Short problem: Please list every line in the listing below that contains the string "overpass", copying each one in full.

★ ★ ★ ★ ★

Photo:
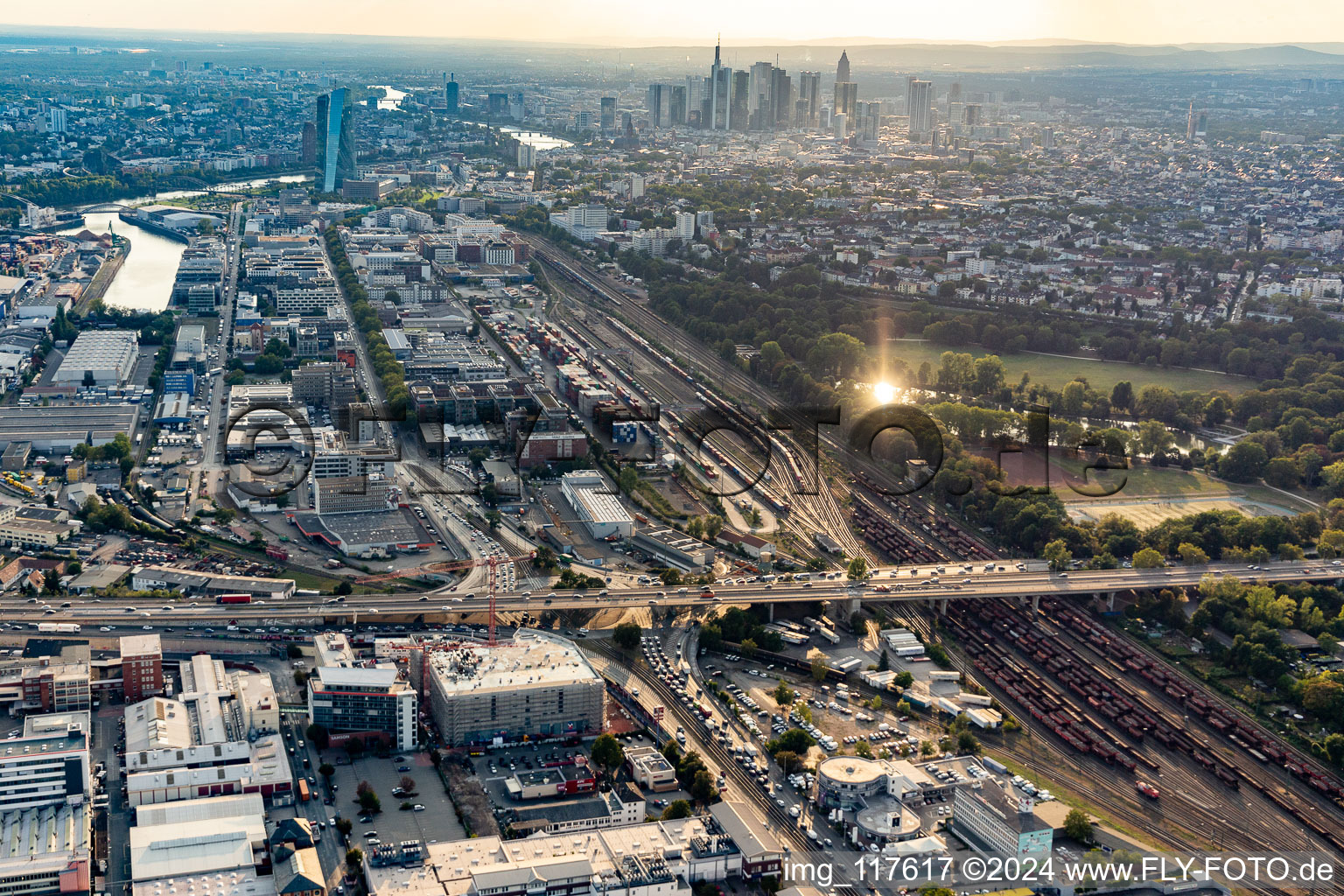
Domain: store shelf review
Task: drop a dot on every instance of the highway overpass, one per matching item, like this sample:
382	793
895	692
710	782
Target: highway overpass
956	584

★ ★ ★ ★ ★

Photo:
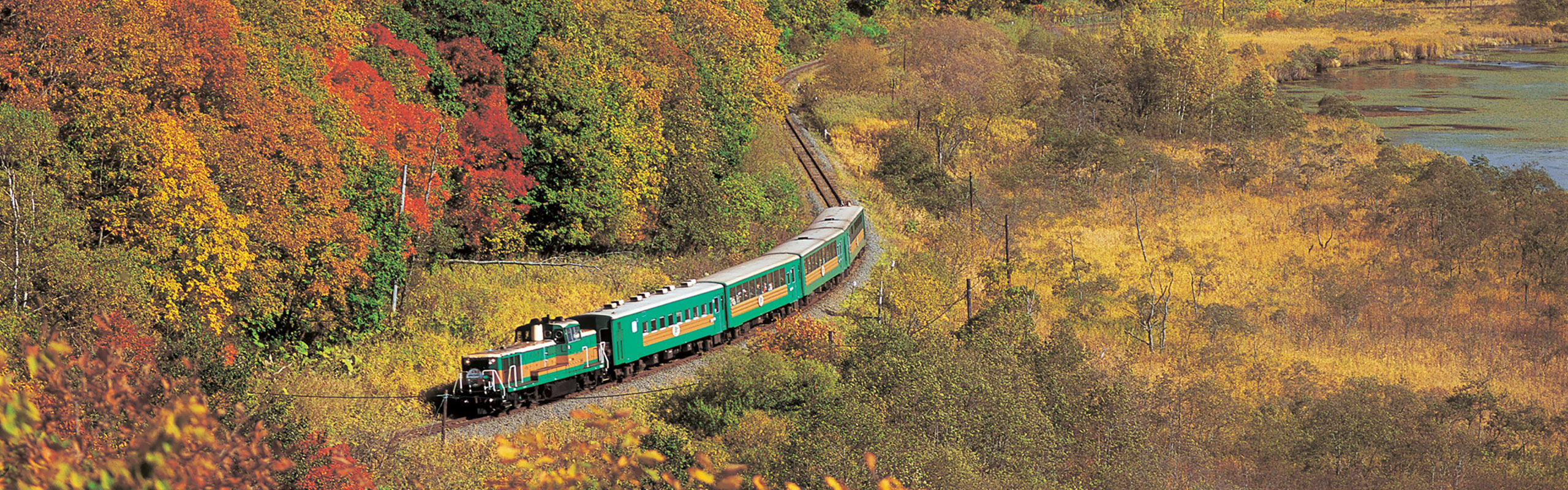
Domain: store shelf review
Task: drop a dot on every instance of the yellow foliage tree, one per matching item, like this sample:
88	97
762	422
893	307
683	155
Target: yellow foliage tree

★ ★ ★ ★ ★

Task answer:
Task: drop a dot on every instance of the highway overpass, one per matching item, like this sample:
Target: highway overpass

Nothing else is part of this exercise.